## [WHAT YOU HAVE TO DO]
Copy every row below word for word, and leave the pictures out of your copy.

## [An excerpt from a dataset]
====

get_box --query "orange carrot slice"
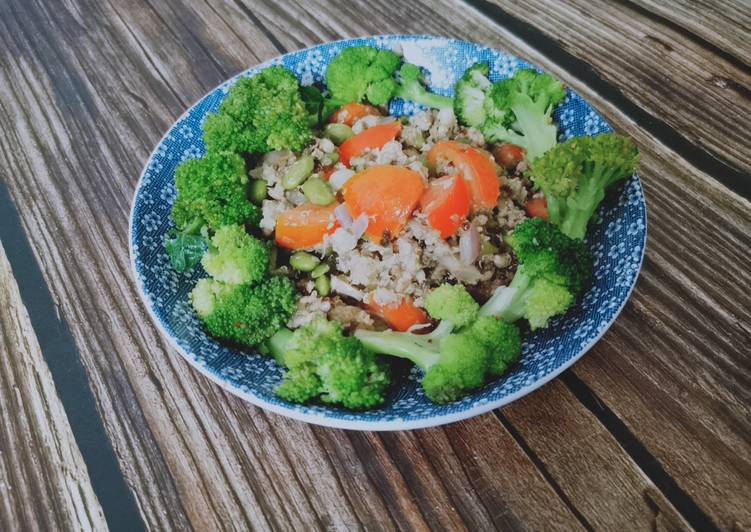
[526,198,548,220]
[329,102,381,126]
[339,122,402,166]
[428,140,501,210]
[368,297,430,331]
[420,174,470,238]
[342,166,425,242]
[274,202,338,249]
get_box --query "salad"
[165,46,639,409]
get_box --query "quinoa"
[256,109,540,329]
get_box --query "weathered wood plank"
[502,380,690,530]
[482,0,751,179]
[0,2,748,529]
[631,0,751,66]
[0,243,107,531]
[0,3,577,530]
[250,2,751,527]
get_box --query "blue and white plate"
[130,35,647,430]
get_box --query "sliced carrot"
[339,122,402,166]
[526,198,548,220]
[428,140,501,210]
[342,165,425,242]
[368,297,430,331]
[275,202,338,249]
[420,174,470,238]
[329,102,381,126]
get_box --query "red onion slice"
[459,224,480,264]
[349,213,369,240]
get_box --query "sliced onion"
[459,224,480,264]
[438,255,482,284]
[331,276,365,301]
[349,213,370,240]
[329,168,355,190]
[334,203,352,229]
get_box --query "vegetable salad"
[165,46,638,409]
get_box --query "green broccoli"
[454,63,566,161]
[201,225,269,284]
[480,218,593,330]
[164,217,208,272]
[355,285,521,403]
[326,46,402,105]
[203,66,312,154]
[267,316,391,409]
[326,46,454,109]
[190,276,297,346]
[393,63,454,109]
[172,152,261,229]
[355,317,521,403]
[481,70,566,161]
[454,63,492,127]
[526,133,639,238]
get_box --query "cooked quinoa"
[250,109,532,328]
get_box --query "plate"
[130,35,647,430]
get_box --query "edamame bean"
[315,275,331,297]
[302,177,336,205]
[321,151,339,166]
[282,155,315,190]
[250,179,269,205]
[323,124,355,146]
[480,240,498,255]
[289,251,321,272]
[310,263,331,279]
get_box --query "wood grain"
[0,243,107,531]
[0,4,578,530]
[482,0,751,177]
[0,1,751,530]
[632,0,751,66]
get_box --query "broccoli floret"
[355,284,521,403]
[190,277,297,346]
[324,46,454,110]
[393,63,454,109]
[267,316,391,409]
[526,133,639,238]
[481,70,566,161]
[425,283,480,327]
[454,63,492,127]
[355,317,521,403]
[172,152,261,229]
[201,225,269,284]
[164,217,208,272]
[480,218,593,330]
[203,66,312,154]
[465,316,522,376]
[326,46,401,105]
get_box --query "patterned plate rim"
[128,34,649,431]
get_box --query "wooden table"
[0,0,751,531]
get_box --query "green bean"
[323,124,355,146]
[310,264,331,279]
[289,251,321,272]
[315,275,331,297]
[282,155,315,190]
[302,177,336,205]
[250,179,269,204]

====

## [ANSWER TO THIS PROBLEM]
get_box --query "orange carrot slice"
[526,198,548,220]
[329,102,381,126]
[339,122,402,166]
[428,140,501,210]
[368,297,430,331]
[420,174,470,238]
[342,166,425,242]
[274,202,338,249]
get_box --query "salad"
[165,46,639,409]
get_box --query "quinoa"
[256,109,540,329]
get_box --query "weathered wood plank"
[502,380,690,530]
[482,0,751,179]
[0,2,748,529]
[631,0,751,66]
[0,243,107,531]
[0,3,577,530]
[250,2,751,527]
get_box --query "blue and white plate"
[130,35,647,430]
get_box --query "sliced carrot"
[339,122,402,166]
[526,198,548,220]
[428,140,501,210]
[342,165,425,242]
[368,297,430,331]
[275,202,338,249]
[420,174,470,238]
[329,102,381,126]
get_box --query "red onion slice"
[459,224,480,264]
[349,213,369,240]
get_box --query "sliced onion"
[459,224,480,264]
[438,255,482,284]
[331,276,365,301]
[349,213,370,240]
[329,168,355,190]
[334,203,352,229]
get_box --query "vegetable salad"
[165,46,638,409]
get_box --query "green broccoli"
[454,63,566,161]
[201,225,269,284]
[480,218,593,330]
[164,217,208,272]
[355,285,521,403]
[326,46,402,105]
[203,66,312,154]
[267,316,391,409]
[326,46,454,109]
[190,276,297,346]
[393,63,454,109]
[172,152,261,229]
[355,317,521,403]
[481,70,566,161]
[454,63,492,127]
[526,133,639,238]
get_box --query "cooked quinoa"
[250,109,532,328]
get_box --query "plate"
[130,35,647,430]
get_box --query "edamame bean"
[315,275,331,297]
[302,177,336,205]
[321,151,339,166]
[282,155,315,190]
[250,179,269,205]
[323,124,355,146]
[480,240,498,255]
[289,251,321,272]
[310,263,331,279]
get_box --query "wood grain"
[0,243,107,531]
[0,4,578,530]
[482,0,751,177]
[0,1,751,530]
[632,0,751,66]
get_box --query "broccoli floret"
[355,284,521,403]
[190,277,297,346]
[324,46,454,110]
[393,63,454,109]
[267,316,391,409]
[526,133,639,238]
[481,70,566,161]
[425,283,480,327]
[454,63,492,127]
[355,317,521,403]
[172,152,261,229]
[201,225,269,284]
[164,217,208,272]
[480,218,593,330]
[203,66,312,154]
[465,316,522,376]
[326,46,401,105]
get_box --query "patterned plate rim"
[128,34,649,431]
get_box --query "wooden table"
[0,0,751,531]
get_box --query "green bean"
[323,124,355,146]
[310,264,331,279]
[289,251,321,272]
[315,275,331,297]
[282,155,315,190]
[302,177,336,205]
[250,179,269,204]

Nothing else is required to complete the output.